STATED EXERCISE 1: In the Charlie Brown and Lucy passage, what did Lucy warn Charlie he would get?
STATED EXERCISE 2: Summarize the Charlie Brown and Lucy passage in two sentences.
STATED EXERCISE 3: Reproduce the part of the Charlie Brown and Lucy passage between "My favorite one" and "each individual finger.", inclusive.

SELECTION:
☆ ☆ ☆ ☆ ☆ ☆ ☆

Why Can’t You Guys Get Together?

Charlie Brown and Lucy were constantly picking at each other.  Lucy was pretty much a bully and Charlie was a wimp.  You probably remember that Charlie tried so many times to kick a football for a field goal only to have Lucy pull the ball away at the last moment and Charlie went flying through the air and landed on his backside.
 
My favorite one happened after Lucy did another of her bullying stunts.  She shook her fist in Charlie’s face and warned him to watch out or he would get a knuckle sandwich.  As she walked away in her bully victory, Charlie looked at his own hand and remarked, “Why can’t you guys get together like that?”
 
This illustrates a true point.  One finger might do a little damage to another person, but if you want to do a lot of damage you would need them to work together as a fist.  The power of the fist is the togetherness of each finger.  Together they are exponentially stronger than merely adding up the strengths of each individual finger.

☆ ☆ ☆ ☆ ☆ ☆ ☆

MATERIAL SUPPLIED:
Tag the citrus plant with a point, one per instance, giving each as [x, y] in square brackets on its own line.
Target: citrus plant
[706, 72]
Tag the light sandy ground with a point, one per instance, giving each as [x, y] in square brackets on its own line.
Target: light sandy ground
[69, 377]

☆ ☆ ☆ ☆ ☆ ☆ ☆

TASK RESULT 1: A knuckle sandwich.

TASK RESULT 2: Lucy bullied Charlie Brown, once shaking her fist and threatening him with a knuckle sandwich, after which Charlie looked at his own hand and asked why his fingers couldn't get together like that. The point is that fingers working together as a fist are exponentially stronger than the strengths of each finger added up.

TASK RESULT 3:
My favorite one happened after Lucy did another of her bullying stunts.  She shook her fist in Charlie’s face and warned him to watch out or he would get a knuckle sandwich.  As she walked away in her bully victory, Charlie looked at his own hand and remarked, “Why can’t you guys get together like that?”
 
This illustrates a true point.  One finger might do a little damage to another person, but if you want to do a lot of damage you would need them to work together as a fist.  The power of the fist is the togetherness of each finger.  Together they are exponentially stronger than merely adding up the strengths of each individual finger.